Ich bin ein Fundbüro - mein Alltag mit Kindern
Clara reicht mir den Rest einer warmen Cola light. Dazu gebe es ungetoasteten Toast. »Igitt«, sagt Jochen und schickt Jette zum Bäcker, knusprige Brötchen kaufen. »Geht der Bäckerofen nicht mit
Strom?«, fragt sie. »Doch«, sage ich, »der stromfreie Sonntag bezieht sich aber nur auf unsere Wohnung.« Jette guckt, als hätte sie mich durchschaut. Aber dann geht sie doch.

········

# AUFGABENDETAILS
Worauf bezieht sich laut dem vorliegenden Text der stromfreie Sonntag?

········

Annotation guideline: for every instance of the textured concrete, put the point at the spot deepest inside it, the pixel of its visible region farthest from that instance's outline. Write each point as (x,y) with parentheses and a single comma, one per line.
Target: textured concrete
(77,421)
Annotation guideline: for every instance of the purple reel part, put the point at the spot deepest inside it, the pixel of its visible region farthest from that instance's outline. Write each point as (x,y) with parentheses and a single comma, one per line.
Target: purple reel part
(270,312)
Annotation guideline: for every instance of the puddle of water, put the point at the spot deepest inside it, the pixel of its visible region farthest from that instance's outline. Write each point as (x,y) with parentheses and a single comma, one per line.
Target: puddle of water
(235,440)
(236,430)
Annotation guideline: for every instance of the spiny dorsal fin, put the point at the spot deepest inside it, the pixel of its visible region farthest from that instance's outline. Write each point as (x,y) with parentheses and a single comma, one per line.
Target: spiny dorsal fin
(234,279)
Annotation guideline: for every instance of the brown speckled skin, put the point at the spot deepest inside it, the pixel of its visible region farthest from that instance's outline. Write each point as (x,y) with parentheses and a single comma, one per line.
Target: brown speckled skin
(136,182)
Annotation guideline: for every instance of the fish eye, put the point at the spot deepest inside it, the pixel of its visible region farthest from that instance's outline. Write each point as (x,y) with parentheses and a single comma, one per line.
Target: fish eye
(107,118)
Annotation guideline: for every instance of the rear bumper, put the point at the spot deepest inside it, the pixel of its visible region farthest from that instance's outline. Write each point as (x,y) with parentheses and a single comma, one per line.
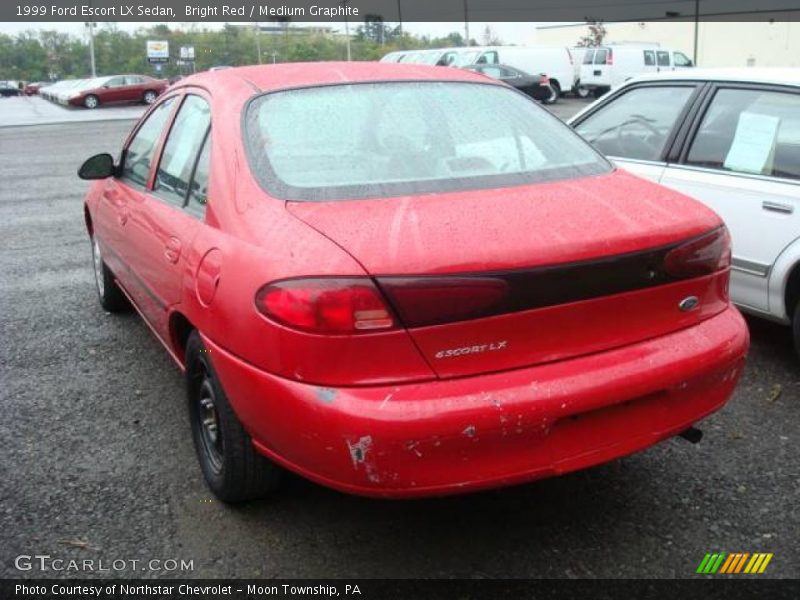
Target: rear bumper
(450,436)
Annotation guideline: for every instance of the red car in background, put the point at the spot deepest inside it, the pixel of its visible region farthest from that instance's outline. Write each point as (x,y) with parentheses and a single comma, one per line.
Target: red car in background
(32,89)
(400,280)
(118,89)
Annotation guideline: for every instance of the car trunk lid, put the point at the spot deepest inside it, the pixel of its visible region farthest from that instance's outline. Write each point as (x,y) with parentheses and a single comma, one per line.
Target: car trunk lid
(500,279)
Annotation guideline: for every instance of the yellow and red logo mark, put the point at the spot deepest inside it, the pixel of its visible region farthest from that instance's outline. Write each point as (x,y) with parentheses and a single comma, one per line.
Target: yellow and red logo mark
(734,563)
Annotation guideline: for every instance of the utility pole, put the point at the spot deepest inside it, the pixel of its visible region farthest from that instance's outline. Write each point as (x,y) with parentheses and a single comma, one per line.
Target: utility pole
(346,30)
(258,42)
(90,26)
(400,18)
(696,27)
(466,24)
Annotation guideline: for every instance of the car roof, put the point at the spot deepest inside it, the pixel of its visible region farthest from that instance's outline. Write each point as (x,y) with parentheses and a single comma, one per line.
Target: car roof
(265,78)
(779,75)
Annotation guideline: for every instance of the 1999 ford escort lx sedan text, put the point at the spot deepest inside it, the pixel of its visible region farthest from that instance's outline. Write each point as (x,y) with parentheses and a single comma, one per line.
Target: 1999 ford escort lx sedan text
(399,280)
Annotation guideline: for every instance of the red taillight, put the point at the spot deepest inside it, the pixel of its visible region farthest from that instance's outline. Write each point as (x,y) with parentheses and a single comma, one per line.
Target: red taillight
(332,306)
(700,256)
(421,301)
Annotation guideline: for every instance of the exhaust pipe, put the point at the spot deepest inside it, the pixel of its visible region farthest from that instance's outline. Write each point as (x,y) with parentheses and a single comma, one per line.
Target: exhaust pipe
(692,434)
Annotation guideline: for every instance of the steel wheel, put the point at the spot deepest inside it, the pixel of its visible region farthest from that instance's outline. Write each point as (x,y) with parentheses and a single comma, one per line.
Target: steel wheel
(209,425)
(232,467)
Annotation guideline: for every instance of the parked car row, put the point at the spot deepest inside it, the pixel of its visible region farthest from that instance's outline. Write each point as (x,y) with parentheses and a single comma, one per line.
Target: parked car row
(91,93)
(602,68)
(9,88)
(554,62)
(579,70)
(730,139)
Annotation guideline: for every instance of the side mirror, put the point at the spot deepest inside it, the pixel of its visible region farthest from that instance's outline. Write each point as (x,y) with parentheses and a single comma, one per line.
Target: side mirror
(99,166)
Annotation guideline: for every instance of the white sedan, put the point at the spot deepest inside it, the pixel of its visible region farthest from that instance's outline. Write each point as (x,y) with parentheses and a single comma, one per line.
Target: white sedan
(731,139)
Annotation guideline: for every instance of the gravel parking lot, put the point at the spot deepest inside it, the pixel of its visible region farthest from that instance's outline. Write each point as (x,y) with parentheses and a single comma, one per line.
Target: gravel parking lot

········

# ERGEBNIS DER ÜBUNG
Nur auf die eigene Wohnung.